### EXERCISE DIRECTIONS
Please format the lines below as a two-column CSV headed wording and result, one row per line, with each line's text under wording and its answer under result, every field quoted and line breaks replaced by spaces. Leave out the pictures.

### DATASET
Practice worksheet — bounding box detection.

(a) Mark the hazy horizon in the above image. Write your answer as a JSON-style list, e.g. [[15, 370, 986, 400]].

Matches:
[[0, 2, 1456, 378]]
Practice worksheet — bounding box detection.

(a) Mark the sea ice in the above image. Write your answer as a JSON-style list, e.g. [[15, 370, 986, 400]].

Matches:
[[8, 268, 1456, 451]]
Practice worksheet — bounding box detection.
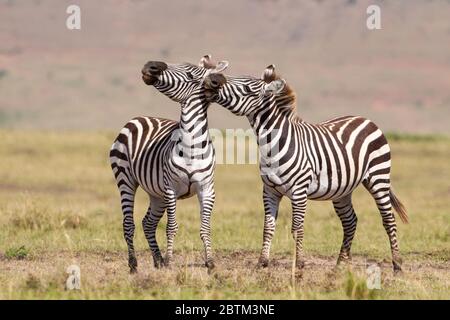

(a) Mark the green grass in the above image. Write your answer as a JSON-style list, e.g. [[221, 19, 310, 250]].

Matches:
[[0, 130, 450, 299]]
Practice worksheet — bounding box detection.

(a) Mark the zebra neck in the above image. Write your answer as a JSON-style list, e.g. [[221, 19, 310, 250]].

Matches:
[[177, 99, 210, 149], [248, 104, 302, 138]]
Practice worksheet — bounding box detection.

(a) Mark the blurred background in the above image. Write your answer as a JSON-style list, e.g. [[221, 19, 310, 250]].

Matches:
[[0, 0, 450, 134]]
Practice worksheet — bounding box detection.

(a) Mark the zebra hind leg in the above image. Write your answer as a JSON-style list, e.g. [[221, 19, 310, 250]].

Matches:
[[164, 190, 178, 266], [198, 190, 216, 270], [291, 189, 307, 269], [363, 181, 402, 273], [142, 197, 165, 269], [113, 165, 137, 273], [333, 194, 358, 265], [257, 188, 281, 268]]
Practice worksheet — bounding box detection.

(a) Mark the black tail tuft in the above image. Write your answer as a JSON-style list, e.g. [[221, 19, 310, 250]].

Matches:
[[389, 190, 408, 223]]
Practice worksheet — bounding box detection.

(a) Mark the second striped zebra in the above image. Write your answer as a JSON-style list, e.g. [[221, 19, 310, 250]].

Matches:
[[110, 56, 228, 272]]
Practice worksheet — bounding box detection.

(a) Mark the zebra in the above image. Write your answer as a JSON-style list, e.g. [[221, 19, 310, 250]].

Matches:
[[110, 55, 228, 273], [209, 65, 408, 272]]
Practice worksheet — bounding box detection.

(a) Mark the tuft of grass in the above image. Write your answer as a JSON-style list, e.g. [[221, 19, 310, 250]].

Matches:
[[344, 271, 377, 300], [5, 246, 30, 260]]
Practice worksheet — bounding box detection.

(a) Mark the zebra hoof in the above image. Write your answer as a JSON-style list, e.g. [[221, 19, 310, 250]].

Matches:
[[130, 267, 137, 274], [153, 256, 165, 269], [256, 257, 269, 269], [392, 261, 403, 275], [128, 258, 137, 273], [205, 260, 216, 271], [295, 259, 305, 270]]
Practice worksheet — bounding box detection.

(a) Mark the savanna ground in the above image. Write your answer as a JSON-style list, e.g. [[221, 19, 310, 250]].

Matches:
[[0, 130, 450, 299]]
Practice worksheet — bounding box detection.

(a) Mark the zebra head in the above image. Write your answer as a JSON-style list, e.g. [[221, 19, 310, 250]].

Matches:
[[214, 65, 295, 116], [142, 55, 228, 102]]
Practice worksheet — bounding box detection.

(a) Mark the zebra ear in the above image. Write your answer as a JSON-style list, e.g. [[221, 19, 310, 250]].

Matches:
[[264, 79, 286, 95], [261, 64, 276, 83], [211, 60, 230, 72], [198, 54, 215, 69]]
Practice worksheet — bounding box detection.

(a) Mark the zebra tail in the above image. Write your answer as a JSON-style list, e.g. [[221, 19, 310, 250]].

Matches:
[[389, 190, 409, 223]]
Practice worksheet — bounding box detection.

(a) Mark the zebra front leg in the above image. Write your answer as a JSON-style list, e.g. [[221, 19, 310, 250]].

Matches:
[[291, 190, 307, 269], [164, 189, 178, 266], [198, 189, 216, 270], [364, 184, 402, 272], [333, 194, 358, 265], [257, 187, 281, 268], [119, 180, 137, 273], [142, 197, 165, 269]]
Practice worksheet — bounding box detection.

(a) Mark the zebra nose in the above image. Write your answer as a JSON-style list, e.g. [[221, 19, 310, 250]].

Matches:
[[208, 73, 227, 89], [142, 61, 167, 76]]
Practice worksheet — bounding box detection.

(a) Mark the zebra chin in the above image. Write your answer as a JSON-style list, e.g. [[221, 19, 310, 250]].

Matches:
[[142, 74, 158, 86]]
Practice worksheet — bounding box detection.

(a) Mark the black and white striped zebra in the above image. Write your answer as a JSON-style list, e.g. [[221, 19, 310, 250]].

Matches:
[[110, 56, 228, 272], [209, 66, 408, 271]]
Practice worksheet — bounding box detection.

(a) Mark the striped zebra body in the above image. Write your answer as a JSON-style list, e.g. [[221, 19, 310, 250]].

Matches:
[[256, 116, 390, 200], [110, 56, 229, 272], [211, 66, 407, 271]]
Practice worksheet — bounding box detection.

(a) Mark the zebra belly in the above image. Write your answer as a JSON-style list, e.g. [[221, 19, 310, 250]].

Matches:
[[307, 170, 365, 200]]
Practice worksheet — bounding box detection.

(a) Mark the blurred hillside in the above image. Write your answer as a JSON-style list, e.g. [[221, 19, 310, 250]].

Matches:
[[0, 0, 450, 134]]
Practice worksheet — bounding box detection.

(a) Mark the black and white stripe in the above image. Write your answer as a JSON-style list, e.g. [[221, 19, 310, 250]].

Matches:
[[110, 56, 226, 272], [211, 66, 407, 271]]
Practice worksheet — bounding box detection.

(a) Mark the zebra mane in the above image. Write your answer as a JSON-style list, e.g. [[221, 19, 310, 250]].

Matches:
[[273, 74, 300, 119]]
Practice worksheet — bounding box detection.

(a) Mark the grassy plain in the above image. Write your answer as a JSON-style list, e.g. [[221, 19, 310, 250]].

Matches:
[[0, 130, 450, 299]]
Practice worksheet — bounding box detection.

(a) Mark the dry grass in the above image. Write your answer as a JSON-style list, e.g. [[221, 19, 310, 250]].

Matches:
[[0, 131, 450, 299]]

### SOLVED PROBLEM
wording,result
"Practice worksheet — bounding box detection. (a) Mark the hazy horizon in the above image. Write your answer as a JSON-style list, e.g. [[15, 370, 986, 400]]. Matches:","[[0, 2, 1456, 378]]"
"Practice worksheet — bounding box detection. (a) Mark the sea ice in the above image. Write your answer as a JSON-style list, e.g. [[15, 370, 986, 400]]. Matches:","[[8, 268, 1456, 451]]"
"Practice worksheet — bounding box detection. (a) Mark the green grass in the above image. Write your answer as a JSON-style list, e.g. [[221, 19, 310, 250]]. Matches:","[[0, 130, 450, 299]]"
"Practice worksheet — bounding box detection. (a) Mark the zebra neck in the above image. Write your answer as a JSON-style list, e.g. [[221, 19, 310, 250]]. Matches:","[[177, 99, 210, 149], [248, 104, 302, 138]]"
"Practice worksheet — bounding box detection. (a) Mark the blurred background in the above image. Write your answer as a JSON-style list, e.g. [[221, 19, 310, 250]]. Matches:","[[0, 0, 450, 134]]"
"Practice worksheet — bounding box detection. (a) Mark the zebra hind leg in the above image. Write your answer as a JSON-style list, e.g. [[221, 19, 310, 250]]. Matches:","[[164, 190, 178, 266], [198, 190, 216, 270], [291, 189, 307, 269], [363, 181, 402, 273], [142, 197, 165, 269], [113, 165, 137, 273], [333, 194, 358, 265], [257, 188, 281, 268]]"
"Practice worksheet — bounding box detection. (a) Mark the black tail tuft in the above image. Write your answer as a JSON-style list, e.g. [[221, 19, 310, 250]]. Matches:","[[389, 190, 408, 223]]"
"Practice worksheet — bounding box detection. (a) Mark the second striped zebra in the above image. Write your answer as a JSON-style list, e.g. [[221, 19, 310, 250]]. Matches:","[[110, 56, 228, 272]]"
"Practice worksheet — bounding box detection. (a) Mark the zebra in the above image. Write your answer as a JSON-style list, e.g. [[221, 19, 310, 250]]. Matches:","[[110, 55, 228, 273], [209, 65, 408, 272]]"
"Practice worksheet — bounding box detection. (a) Mark the tuft of grass in the above image. Write your answer as a JSON-style list, e.g. [[221, 19, 310, 250]]. Matches:","[[344, 271, 377, 300], [5, 246, 30, 260]]"
"Practice worksheet — bounding box detection. (a) Mark the zebra hoof in the above image. Write your answer as a JSON-style list, e.g. [[221, 19, 310, 250]]. Matches:","[[130, 267, 137, 274], [153, 256, 165, 269], [256, 257, 269, 269], [392, 261, 403, 275], [128, 258, 137, 273], [205, 260, 216, 271], [295, 259, 305, 270]]"
"Practice worksheet — bounding box detection. (a) Mark the savanna ground in the above image. Write your answer as a JSON-style list, e.g. [[221, 19, 310, 250]]. Matches:","[[0, 130, 450, 299]]"
"Practice worksheet — bounding box detection. (a) Mark the zebra head in the above image. Write your answer as a JSON-style list, e.g. [[221, 19, 310, 250]]. Matches:","[[214, 65, 295, 116], [142, 55, 228, 102]]"
"Practice worksheet — bounding box detection. (a) Mark the zebra ear in the above image. Write your answer as a JSON-style list, e.g. [[221, 19, 310, 250]]. Matches:","[[264, 79, 286, 95], [261, 64, 276, 83], [211, 60, 230, 72], [198, 54, 215, 69]]"
"Practice worksheet — bounding box detection. (a) Mark the zebra tail in the above image. Write your answer as a JSON-style list, e.g. [[221, 19, 310, 250]]. Matches:","[[389, 190, 409, 223]]"
"Practice worksheet — bounding box detection. (a) Mark the zebra front leg in the above image. Write your answer as a JSON-style list, e.g. [[221, 19, 310, 250]]. Matches:","[[291, 190, 307, 269], [164, 189, 178, 266], [198, 189, 216, 270], [364, 184, 402, 272], [333, 194, 358, 265], [257, 187, 281, 268], [119, 180, 137, 273], [142, 197, 165, 269]]"
"Practice worksheet — bounding box detection. (a) Mark the zebra nose in the above image. Write your answer as a JSON-style list, e.g. [[221, 19, 310, 250]]. Matches:","[[208, 73, 227, 89], [142, 61, 167, 76]]"
"Practice worksheet — bounding box detection. (a) Mark the zebra chin in the above image. Write your answer as a JSON-style list, e.g. [[221, 19, 310, 250]]. Matches:","[[142, 74, 158, 86]]"
"Practice worksheet — bounding box detection. (a) Mark the black and white striped zebra in the above image. Write your answer as a JSON-style list, e.g. [[221, 19, 310, 250]]. Matches:","[[110, 56, 228, 272], [209, 66, 408, 271]]"
"Practice worksheet — bounding box detection. (a) Mark the striped zebra body in the above image. Write your answer as a JSON-style list, e.g. [[221, 19, 310, 250]]. Matches:","[[256, 116, 390, 200], [110, 56, 229, 272], [211, 66, 407, 271]]"
"Practice worksheet — bounding box detection. (a) Mark the zebra belly in the above image. Write your answer as a JSON-style list, e.g. [[221, 19, 310, 250]]. Matches:","[[307, 170, 365, 200]]"
"Practice worksheet — bounding box detection. (a) Mark the blurred hillside in the above image. Write your answer as a JSON-style list, e.g. [[221, 19, 310, 250]]. Matches:","[[0, 0, 450, 134]]"
"Practice worksheet — bounding box detection. (a) Mark the black and white stripe in the above image. Write your answer as a JSON-style list, e.g. [[221, 19, 310, 250]]. Matches:","[[110, 56, 226, 272], [211, 66, 407, 271]]"
"Practice worksheet — bounding box detection. (a) Mark the zebra mane in the above image. Write your answer as a JSON-style list, e.g. [[221, 19, 310, 250]]. Matches:","[[273, 74, 300, 119]]"
"Practice worksheet — bounding box detection. (a) Mark the grassy plain in the above image. Write your answer as a JSON-style list, e.g. [[221, 19, 310, 250]]. Matches:","[[0, 130, 450, 299]]"
"Practice worksheet — bounding box detection. (a) Mark the dry grass in the above image. Write your answer as a JSON-style list, e.g. [[221, 19, 310, 250]]. Matches:","[[0, 131, 450, 299]]"